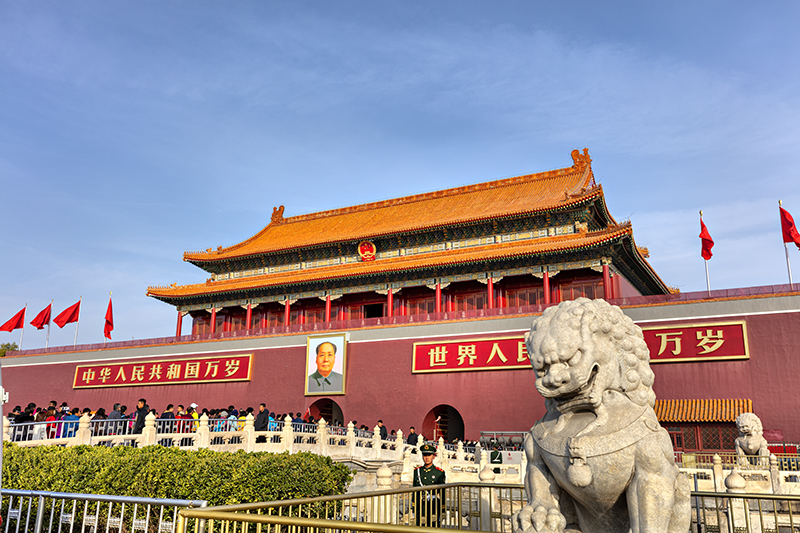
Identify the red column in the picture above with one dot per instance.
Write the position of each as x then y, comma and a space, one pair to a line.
608, 292
546, 288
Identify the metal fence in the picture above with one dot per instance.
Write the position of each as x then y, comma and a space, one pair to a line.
468, 506
26, 511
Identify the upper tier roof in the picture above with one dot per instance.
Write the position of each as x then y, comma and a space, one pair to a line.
477, 254
555, 189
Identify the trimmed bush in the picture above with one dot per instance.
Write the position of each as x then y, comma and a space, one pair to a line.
159, 472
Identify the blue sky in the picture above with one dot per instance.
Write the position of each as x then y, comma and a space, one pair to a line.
133, 131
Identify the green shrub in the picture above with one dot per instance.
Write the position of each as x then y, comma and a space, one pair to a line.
159, 472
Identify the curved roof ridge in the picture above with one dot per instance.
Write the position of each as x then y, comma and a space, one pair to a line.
545, 246
504, 182
581, 169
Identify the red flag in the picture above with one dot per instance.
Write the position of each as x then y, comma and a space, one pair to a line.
69, 315
43, 318
707, 241
790, 233
109, 327
16, 322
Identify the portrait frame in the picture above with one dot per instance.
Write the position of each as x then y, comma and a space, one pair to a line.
316, 386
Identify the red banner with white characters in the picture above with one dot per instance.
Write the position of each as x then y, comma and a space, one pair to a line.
697, 342
219, 369
502, 353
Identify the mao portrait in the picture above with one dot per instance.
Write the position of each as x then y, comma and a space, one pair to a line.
325, 364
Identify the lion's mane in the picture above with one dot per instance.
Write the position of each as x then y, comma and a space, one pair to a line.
606, 335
------------------------------------------------
__Written instruction__: Copy every line of the records above word for word, from the first through the last, and leave out the pictures.

__Task output__:
Identify the red column in the picture above with one dot per instance.
Write the position of each as x then y, comma and a space, one pair to a line.
608, 292
546, 288
Identify the metal fence in the picture above with one dot per instance.
Write the position of each as x then y, comma and a space, one pair to a line.
468, 506
26, 511
Identify the upper tier roof in the picture above with one dot per instance.
Write the position of each as x then y, comma and a space, one pair to a line.
477, 254
555, 189
Identify the trimmed bush in the picture above with one dot per instance.
Write the position of each as x then y, comma and a space, one pair to a line.
159, 472
Identify the blue sky in the picture above with one dot per instance.
Write the position of each as x then y, comma and a space, one pair to a line.
133, 131
Identify the green shrub in the picture above with one dot per instance.
Write the position of each as x then y, comma and a space, one pair to a line.
159, 472
Identify the curved roof ridge in the picture above with one dot per instance.
Write the position of each as x then y, comma and a space, one pair to a line.
545, 246
504, 182
581, 169
Identify the red flag in the picture above with one dot per instance.
Write the position of each as x then y, comma and a space, one pair to a line.
69, 315
43, 318
707, 241
790, 233
109, 327
16, 322
Identify the portrait frame in the picture above with one dot per instance.
Write the position of each as x then y, comma and a space, one pair to a line.
316, 386
Identify the red banner with white characters in the picture above with one dot per instance.
Write the position of each as x then y, comma and a space, one pair to a line.
697, 342
219, 369
502, 353
Identify the mao portrait in the picture above with one dot per instance.
Write the position of each as x then y, comma and a space, one pair to a line.
325, 364
Identify the lion's mane in the picture above with one dot per instance.
Write the position of each as x then y, comma and a space, one pair to a line.
606, 335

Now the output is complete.